# Butterball vs Skeletor



## sniper john (Jun 17, 2010)

Dash Rip Rock hassling his Aunt Blaze. Blaze is still the Queen of the house and does not share. 

http://www.youtube.com/watch?v=-9FKkdO2S_Y


----------



## CatK (May 29, 2013)

Hahaha! Keep trying!


----------



## mswhipple (Mar 7, 2011)

Blaze is actually putting up with quite a bit!! LOL!


----------



## tknafox2 (Apr 2, 2013)

oooHHHH, I guess your used to that, makes me nervous :-\ I was sure impressed that Dash just kept going back in and squirrled right under Blazes chin... that was too funny!! I can't believe he didn't just grab the legs of that rabbit and pull them off.
But I guess Blaze wouldn't have allowed that.
Great Video!! 
Thanks for sharing


----------



## einspänner (Sep 8, 2012)

haha, the nicknames are too perfect.


----------



## sniper john (Jun 17, 2010)

|---|

◆ Objectives ◆
1 – Copy the forum thread starting at the words "But I guess" and stopping after "are too perfect.", renaming "nicknames" to "names" throughout that stretch.
2 – Decide whether each statement agrees with the forum thread, answering yes or no and quoting the words that settle it: (a) Blaze shares with others in the house. (b) tknafox2 found the video funny. (c) mswhipple said Blaze was putting up with very little.

(Entries from a dataset)
|---|

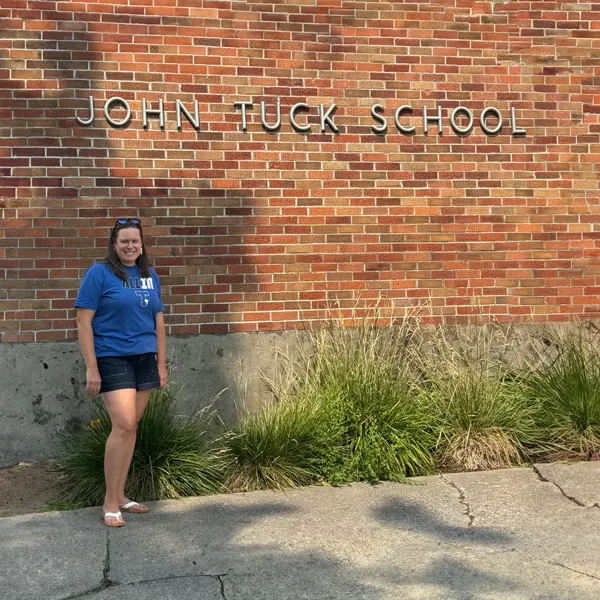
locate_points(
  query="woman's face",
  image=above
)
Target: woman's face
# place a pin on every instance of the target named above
(128, 245)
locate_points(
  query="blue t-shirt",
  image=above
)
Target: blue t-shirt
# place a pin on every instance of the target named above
(125, 318)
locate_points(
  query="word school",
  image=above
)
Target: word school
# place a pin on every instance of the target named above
(326, 116)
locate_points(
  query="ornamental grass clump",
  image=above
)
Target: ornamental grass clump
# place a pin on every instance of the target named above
(484, 419)
(172, 458)
(372, 425)
(566, 384)
(273, 448)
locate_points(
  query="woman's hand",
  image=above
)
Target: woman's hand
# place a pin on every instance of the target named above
(163, 375)
(93, 381)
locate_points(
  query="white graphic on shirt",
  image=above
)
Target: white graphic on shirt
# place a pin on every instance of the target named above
(144, 297)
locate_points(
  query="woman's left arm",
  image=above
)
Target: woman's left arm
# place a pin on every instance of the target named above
(161, 349)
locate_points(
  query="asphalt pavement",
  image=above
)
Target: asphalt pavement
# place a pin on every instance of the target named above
(530, 533)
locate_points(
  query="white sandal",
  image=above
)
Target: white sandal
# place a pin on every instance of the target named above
(135, 508)
(118, 516)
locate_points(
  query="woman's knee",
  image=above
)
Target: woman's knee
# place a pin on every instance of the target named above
(124, 427)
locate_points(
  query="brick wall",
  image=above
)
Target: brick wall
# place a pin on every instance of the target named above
(256, 230)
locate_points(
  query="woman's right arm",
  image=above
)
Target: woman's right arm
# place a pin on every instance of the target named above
(85, 335)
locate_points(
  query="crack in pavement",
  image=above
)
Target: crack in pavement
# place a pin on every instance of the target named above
(462, 499)
(545, 480)
(106, 581)
(574, 570)
(220, 578)
(101, 588)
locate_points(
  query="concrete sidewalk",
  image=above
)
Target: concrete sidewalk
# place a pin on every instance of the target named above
(515, 534)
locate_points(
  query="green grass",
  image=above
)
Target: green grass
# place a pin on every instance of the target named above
(566, 384)
(273, 448)
(483, 417)
(171, 458)
(371, 423)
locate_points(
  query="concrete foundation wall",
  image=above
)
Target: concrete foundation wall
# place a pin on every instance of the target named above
(42, 386)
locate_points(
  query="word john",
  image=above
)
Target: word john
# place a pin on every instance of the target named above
(460, 119)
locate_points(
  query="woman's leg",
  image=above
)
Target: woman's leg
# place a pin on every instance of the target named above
(141, 401)
(121, 406)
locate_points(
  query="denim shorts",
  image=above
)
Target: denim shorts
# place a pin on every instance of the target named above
(136, 371)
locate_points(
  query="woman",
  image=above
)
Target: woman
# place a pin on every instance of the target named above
(121, 332)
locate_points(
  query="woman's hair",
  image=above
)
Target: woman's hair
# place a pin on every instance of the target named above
(112, 260)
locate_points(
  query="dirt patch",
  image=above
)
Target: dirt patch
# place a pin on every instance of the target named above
(26, 487)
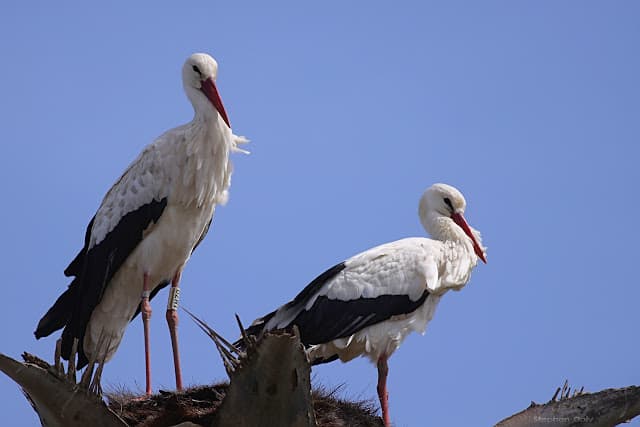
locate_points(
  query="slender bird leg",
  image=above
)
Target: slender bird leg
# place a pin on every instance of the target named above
(383, 370)
(145, 309)
(172, 321)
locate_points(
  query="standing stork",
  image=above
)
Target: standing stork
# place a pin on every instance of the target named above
(368, 304)
(146, 228)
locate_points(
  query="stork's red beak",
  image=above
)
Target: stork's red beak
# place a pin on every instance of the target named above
(459, 219)
(211, 91)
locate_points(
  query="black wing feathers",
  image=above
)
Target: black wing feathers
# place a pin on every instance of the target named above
(330, 319)
(94, 268)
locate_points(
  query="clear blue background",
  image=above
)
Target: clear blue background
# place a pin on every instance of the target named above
(531, 108)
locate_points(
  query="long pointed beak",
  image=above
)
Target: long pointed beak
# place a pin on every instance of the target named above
(211, 91)
(459, 219)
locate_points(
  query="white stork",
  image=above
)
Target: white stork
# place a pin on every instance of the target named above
(368, 304)
(146, 228)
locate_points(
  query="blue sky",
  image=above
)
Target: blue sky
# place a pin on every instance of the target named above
(532, 109)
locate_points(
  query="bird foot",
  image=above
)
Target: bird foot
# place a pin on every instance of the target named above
(565, 392)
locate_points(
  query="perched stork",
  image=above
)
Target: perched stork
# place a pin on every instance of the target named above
(146, 228)
(368, 304)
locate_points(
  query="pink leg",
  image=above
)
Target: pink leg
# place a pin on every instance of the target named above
(383, 370)
(146, 316)
(172, 321)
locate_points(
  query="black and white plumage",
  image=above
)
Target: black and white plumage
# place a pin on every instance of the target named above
(148, 223)
(368, 304)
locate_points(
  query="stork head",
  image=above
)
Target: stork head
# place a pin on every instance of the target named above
(199, 79)
(441, 212)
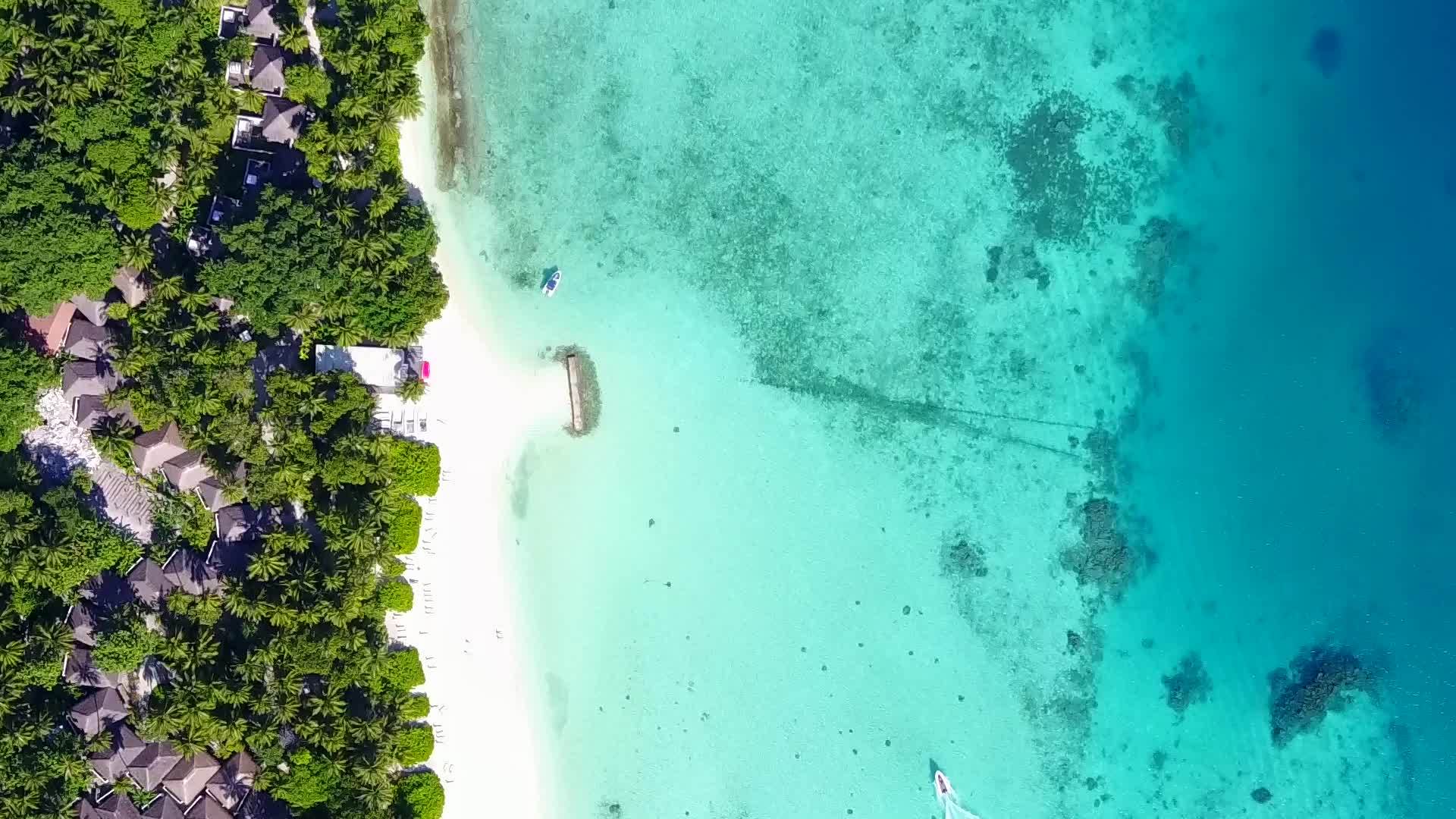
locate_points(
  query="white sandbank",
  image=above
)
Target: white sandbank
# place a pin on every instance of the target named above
(482, 406)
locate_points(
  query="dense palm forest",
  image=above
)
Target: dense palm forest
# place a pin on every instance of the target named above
(115, 129)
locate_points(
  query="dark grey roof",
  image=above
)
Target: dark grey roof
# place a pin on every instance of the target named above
(93, 309)
(153, 764)
(185, 570)
(242, 522)
(232, 784)
(265, 72)
(85, 809)
(107, 591)
(187, 469)
(86, 340)
(79, 670)
(128, 280)
(98, 710)
(212, 494)
(86, 378)
(164, 808)
(207, 808)
(126, 745)
(231, 558)
(190, 777)
(147, 582)
(259, 19)
(156, 447)
(117, 806)
(283, 120)
(262, 806)
(82, 620)
(92, 409)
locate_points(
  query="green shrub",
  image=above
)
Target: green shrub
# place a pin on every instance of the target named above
(416, 708)
(309, 781)
(402, 670)
(22, 375)
(414, 745)
(419, 796)
(416, 466)
(124, 646)
(402, 532)
(397, 596)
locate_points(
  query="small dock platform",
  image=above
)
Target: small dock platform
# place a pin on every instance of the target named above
(574, 387)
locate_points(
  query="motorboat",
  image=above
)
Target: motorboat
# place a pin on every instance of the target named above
(944, 793)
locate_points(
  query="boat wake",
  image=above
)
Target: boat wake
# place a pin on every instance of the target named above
(949, 800)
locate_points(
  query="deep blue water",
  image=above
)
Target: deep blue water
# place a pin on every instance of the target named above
(1292, 458)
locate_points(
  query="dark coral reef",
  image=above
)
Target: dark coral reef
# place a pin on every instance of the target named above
(1320, 679)
(1104, 557)
(1187, 686)
(960, 557)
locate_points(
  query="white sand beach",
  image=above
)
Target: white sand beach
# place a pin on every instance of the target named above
(482, 406)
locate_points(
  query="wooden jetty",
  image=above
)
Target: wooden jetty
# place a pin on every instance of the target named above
(579, 416)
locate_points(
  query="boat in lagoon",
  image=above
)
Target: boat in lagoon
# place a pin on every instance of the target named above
(944, 793)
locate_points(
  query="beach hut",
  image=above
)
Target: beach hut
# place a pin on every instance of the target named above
(156, 447)
(152, 765)
(98, 711)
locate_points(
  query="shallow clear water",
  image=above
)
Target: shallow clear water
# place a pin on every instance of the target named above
(861, 281)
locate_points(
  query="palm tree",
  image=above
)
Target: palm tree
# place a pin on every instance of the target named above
(348, 333)
(251, 99)
(267, 566)
(400, 337)
(294, 38)
(305, 318)
(411, 388)
(161, 197)
(194, 300)
(406, 107)
(166, 287)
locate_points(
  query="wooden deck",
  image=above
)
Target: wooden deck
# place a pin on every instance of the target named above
(579, 419)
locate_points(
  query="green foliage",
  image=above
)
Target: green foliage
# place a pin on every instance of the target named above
(402, 534)
(41, 768)
(108, 96)
(397, 596)
(74, 545)
(180, 519)
(391, 566)
(309, 781)
(416, 707)
(419, 796)
(414, 466)
(411, 388)
(280, 261)
(49, 257)
(124, 643)
(22, 375)
(414, 745)
(402, 670)
(308, 85)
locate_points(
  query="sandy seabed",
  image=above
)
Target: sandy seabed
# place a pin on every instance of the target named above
(484, 406)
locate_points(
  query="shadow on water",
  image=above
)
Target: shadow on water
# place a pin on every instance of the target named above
(843, 391)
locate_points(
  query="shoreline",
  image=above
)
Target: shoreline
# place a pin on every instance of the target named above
(466, 621)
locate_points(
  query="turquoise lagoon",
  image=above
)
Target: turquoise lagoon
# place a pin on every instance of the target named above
(880, 297)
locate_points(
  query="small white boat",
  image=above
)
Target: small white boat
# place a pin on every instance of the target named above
(944, 793)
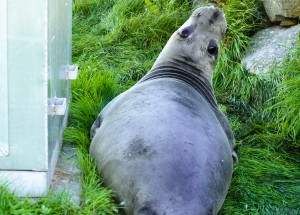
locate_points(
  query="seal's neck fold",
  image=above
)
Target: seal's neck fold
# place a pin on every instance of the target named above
(185, 73)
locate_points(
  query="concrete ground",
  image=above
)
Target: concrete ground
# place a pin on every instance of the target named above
(67, 174)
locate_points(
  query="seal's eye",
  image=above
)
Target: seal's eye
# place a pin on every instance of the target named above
(212, 48)
(184, 33)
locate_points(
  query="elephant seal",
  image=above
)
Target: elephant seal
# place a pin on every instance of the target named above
(163, 146)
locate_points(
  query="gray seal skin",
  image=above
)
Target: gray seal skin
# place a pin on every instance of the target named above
(163, 146)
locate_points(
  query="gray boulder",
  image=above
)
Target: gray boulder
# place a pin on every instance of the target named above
(269, 47)
(280, 10)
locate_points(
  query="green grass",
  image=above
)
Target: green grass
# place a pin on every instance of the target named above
(116, 42)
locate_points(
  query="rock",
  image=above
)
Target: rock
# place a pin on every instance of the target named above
(269, 47)
(280, 10)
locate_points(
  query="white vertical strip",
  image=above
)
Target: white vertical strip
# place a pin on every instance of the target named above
(4, 143)
(46, 18)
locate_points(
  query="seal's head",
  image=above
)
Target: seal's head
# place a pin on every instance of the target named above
(196, 42)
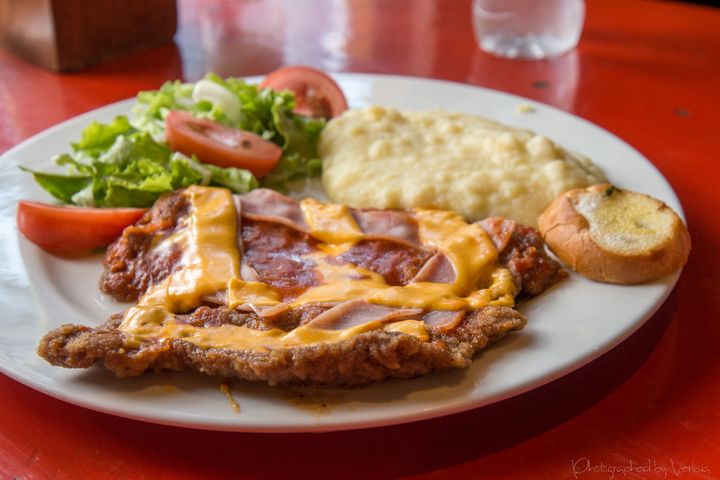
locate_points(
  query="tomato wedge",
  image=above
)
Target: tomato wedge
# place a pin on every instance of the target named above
(220, 145)
(67, 230)
(316, 94)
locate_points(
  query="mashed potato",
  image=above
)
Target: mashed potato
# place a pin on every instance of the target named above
(381, 157)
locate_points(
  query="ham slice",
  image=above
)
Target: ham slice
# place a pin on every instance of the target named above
(388, 224)
(267, 205)
(437, 270)
(359, 312)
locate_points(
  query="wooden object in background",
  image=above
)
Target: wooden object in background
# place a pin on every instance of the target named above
(71, 34)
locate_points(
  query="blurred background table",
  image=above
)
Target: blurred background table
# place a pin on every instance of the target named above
(648, 71)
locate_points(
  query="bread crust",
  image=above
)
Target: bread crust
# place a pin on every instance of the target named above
(567, 233)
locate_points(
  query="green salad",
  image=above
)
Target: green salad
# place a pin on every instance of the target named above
(128, 163)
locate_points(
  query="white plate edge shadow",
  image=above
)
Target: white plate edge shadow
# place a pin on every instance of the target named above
(296, 419)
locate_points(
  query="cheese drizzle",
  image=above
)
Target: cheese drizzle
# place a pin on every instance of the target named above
(211, 260)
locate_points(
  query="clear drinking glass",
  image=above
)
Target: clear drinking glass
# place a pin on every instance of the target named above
(528, 29)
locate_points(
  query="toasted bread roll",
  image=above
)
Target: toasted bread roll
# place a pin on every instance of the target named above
(615, 236)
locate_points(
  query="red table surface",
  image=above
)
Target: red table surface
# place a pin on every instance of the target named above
(648, 71)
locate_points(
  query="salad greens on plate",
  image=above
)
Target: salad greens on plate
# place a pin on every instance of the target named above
(128, 162)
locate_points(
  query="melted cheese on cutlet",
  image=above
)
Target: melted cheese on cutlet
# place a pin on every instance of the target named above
(211, 259)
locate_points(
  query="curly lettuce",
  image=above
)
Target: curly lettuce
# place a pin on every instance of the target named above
(127, 163)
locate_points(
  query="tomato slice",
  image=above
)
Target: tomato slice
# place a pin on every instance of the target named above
(220, 145)
(67, 230)
(316, 94)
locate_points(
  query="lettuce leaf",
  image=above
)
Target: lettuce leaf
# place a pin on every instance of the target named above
(128, 164)
(132, 172)
(265, 112)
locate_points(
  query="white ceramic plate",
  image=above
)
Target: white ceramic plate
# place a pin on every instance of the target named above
(570, 325)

|---|

◆ Correct answers ◆
1 –
But I guess Blaze wouldn't have allowed that.
Great Video!! 
Thanks for sharing


----------



## einspänner (Sep 8, 2012)

haha, the names are too perfect.

2 –
(a) No: "Blaze is still the Queen of the house and does not share."
(b) Yes: "that was too funny!!"
(c) No: "Blaze is actually putting up with quite a bit!!"